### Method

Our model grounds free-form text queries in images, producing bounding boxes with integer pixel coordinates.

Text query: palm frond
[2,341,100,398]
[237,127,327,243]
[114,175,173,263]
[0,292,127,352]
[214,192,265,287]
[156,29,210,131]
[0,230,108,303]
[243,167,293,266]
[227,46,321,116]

▶ _What the exercise asks_
Render the lines above as a Markdown table with the columns Row and Text, numbering each row and skipping blank lines.

▶ _Written reply_
| Row | Text |
|---|---|
| 1 | ### Method |
| 2 | Our model grounds free-form text queries in images, producing bounding boxes with integer pixel coordinates. |
| 3 | Text query: palm frond |
| 4 | [2,341,100,398] |
| 5 | [237,127,327,243] |
| 6 | [114,175,173,263] |
| 7 | [0,292,127,352] |
| 8 | [214,192,265,287] |
| 9 | [156,29,210,131] |
| 10 | [0,230,108,303] |
| 11 | [243,167,293,266] |
| 12 | [227,46,321,116] |